RECORDS TO USE ->
━━━━━━━━━━

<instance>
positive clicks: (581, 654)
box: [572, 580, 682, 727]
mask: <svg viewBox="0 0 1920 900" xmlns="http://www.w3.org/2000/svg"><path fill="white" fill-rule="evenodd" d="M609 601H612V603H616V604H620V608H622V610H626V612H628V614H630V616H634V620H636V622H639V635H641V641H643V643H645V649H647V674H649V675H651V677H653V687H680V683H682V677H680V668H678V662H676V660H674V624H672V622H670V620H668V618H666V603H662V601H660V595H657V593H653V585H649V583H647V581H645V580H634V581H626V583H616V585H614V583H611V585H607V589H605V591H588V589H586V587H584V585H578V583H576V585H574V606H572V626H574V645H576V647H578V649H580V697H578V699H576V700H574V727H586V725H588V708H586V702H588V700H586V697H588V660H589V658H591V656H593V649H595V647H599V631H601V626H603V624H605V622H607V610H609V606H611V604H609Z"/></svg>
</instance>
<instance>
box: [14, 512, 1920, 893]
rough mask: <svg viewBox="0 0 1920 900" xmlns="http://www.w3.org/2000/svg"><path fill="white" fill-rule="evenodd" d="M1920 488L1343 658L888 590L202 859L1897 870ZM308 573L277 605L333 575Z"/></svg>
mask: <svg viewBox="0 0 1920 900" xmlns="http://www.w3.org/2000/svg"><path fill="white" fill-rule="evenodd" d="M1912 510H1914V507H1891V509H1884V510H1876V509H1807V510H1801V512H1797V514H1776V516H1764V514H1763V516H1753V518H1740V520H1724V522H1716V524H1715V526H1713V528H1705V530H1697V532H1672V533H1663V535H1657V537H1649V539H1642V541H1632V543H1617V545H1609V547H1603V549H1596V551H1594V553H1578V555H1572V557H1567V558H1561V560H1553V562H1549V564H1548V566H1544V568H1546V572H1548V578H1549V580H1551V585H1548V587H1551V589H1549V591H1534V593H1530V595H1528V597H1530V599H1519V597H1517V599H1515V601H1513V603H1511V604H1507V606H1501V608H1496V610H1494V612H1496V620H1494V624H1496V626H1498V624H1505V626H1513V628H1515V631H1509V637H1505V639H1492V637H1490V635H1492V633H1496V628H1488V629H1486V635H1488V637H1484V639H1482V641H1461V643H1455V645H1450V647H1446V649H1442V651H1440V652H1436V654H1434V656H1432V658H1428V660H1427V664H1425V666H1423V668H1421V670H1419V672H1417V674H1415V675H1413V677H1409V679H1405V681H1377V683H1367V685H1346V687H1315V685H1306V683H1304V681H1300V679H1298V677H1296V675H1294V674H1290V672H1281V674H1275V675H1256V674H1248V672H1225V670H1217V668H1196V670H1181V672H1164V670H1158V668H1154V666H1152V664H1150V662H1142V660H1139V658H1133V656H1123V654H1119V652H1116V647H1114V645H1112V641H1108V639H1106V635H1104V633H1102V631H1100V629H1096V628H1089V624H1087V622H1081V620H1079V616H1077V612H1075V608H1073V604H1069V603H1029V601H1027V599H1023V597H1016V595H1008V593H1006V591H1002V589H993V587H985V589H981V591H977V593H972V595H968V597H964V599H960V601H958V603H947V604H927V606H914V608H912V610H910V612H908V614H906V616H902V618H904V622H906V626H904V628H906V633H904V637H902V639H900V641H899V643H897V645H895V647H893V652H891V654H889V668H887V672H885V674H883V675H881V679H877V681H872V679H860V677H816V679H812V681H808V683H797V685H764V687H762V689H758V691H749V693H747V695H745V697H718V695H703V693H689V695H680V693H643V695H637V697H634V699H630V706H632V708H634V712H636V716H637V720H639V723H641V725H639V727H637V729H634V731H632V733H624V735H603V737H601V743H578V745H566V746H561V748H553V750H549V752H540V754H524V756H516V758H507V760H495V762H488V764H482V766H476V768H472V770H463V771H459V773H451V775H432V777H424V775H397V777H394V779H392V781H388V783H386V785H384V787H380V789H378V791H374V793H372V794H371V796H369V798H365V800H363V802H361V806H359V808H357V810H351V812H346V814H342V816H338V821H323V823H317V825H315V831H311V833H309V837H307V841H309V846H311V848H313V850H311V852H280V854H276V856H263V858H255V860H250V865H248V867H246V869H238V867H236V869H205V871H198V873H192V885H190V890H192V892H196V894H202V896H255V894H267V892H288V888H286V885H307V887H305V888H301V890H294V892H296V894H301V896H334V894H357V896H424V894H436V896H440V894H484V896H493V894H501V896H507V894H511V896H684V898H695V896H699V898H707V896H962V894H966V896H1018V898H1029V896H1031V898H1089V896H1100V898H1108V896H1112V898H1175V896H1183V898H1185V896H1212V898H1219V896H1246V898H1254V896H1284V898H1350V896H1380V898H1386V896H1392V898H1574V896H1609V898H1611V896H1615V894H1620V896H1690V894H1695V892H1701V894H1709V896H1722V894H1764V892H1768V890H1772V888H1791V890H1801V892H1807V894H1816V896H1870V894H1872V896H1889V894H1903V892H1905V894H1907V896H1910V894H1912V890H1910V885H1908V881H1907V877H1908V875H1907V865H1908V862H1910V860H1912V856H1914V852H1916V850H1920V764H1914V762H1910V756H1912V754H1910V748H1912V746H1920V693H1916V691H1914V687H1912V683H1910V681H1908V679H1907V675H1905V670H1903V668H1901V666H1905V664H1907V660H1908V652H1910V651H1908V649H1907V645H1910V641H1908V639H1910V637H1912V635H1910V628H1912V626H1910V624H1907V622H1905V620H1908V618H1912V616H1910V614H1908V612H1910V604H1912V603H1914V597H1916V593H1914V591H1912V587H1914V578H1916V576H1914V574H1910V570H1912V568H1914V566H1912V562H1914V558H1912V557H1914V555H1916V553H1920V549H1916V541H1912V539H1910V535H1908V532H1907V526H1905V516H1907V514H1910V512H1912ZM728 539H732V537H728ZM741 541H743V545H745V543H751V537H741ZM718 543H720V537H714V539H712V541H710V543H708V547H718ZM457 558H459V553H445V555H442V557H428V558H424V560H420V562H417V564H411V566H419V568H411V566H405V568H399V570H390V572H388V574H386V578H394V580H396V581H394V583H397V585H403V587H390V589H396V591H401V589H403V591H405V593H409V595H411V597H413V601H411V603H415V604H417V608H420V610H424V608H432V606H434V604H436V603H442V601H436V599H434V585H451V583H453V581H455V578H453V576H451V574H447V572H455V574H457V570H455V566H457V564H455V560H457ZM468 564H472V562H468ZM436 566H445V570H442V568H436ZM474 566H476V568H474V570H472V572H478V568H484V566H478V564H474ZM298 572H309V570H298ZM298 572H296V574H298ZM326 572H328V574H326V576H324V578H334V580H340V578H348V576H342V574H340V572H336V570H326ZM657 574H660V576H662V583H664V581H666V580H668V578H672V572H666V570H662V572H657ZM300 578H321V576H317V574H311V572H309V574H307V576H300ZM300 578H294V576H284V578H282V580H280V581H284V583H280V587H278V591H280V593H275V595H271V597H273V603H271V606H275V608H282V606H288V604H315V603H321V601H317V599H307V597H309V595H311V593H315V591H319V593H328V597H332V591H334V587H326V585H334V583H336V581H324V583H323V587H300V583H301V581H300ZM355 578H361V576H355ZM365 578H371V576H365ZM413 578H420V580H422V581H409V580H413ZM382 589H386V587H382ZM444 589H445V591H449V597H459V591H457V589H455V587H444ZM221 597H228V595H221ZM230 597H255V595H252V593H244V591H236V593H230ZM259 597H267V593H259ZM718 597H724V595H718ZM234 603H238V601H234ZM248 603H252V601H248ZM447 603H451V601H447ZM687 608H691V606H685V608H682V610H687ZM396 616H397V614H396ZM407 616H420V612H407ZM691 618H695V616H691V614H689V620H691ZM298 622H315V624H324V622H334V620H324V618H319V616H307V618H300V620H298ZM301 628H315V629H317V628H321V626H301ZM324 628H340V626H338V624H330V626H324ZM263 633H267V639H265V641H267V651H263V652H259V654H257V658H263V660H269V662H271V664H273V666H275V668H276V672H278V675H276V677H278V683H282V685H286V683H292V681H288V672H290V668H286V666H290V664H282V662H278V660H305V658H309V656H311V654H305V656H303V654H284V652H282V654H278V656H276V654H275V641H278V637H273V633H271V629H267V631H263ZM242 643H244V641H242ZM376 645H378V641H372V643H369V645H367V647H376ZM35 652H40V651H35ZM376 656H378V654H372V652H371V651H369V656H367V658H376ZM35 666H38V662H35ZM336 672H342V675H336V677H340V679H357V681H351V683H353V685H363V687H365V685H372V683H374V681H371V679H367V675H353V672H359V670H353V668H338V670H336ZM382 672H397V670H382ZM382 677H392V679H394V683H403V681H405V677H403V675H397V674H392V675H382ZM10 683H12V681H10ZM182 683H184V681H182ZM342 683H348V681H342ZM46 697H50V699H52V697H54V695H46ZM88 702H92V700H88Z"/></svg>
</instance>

━━━━━━━━━━

Reproduce the entries exactly, starting at their first line and stopping after the line with "box: [14, 512, 1920, 893]".

EXERCISE OUTPUT ->
<instance>
positive clicks: (581, 654)
box: [572, 580, 682, 727]
mask: <svg viewBox="0 0 1920 900" xmlns="http://www.w3.org/2000/svg"><path fill="white" fill-rule="evenodd" d="M609 601H612V603H616V604H620V608H622V610H626V612H628V614H630V616H634V620H636V622H639V635H641V641H643V643H645V649H647V674H649V675H651V677H653V687H680V683H682V677H680V668H678V662H676V660H674V624H672V622H670V620H668V618H666V603H662V601H660V595H657V593H653V585H649V583H647V581H645V580H634V581H626V583H616V585H614V583H611V585H607V589H605V591H588V589H586V587H584V585H578V583H576V585H574V606H572V626H574V645H576V647H578V649H580V697H578V699H576V700H574V727H586V725H588V708H586V702H588V700H586V697H588V660H589V658H591V656H593V649H595V647H599V631H601V626H603V624H605V622H607V610H609V606H611V604H609Z"/></svg>
</instance>
<instance>
box: [14, 512, 1920, 893]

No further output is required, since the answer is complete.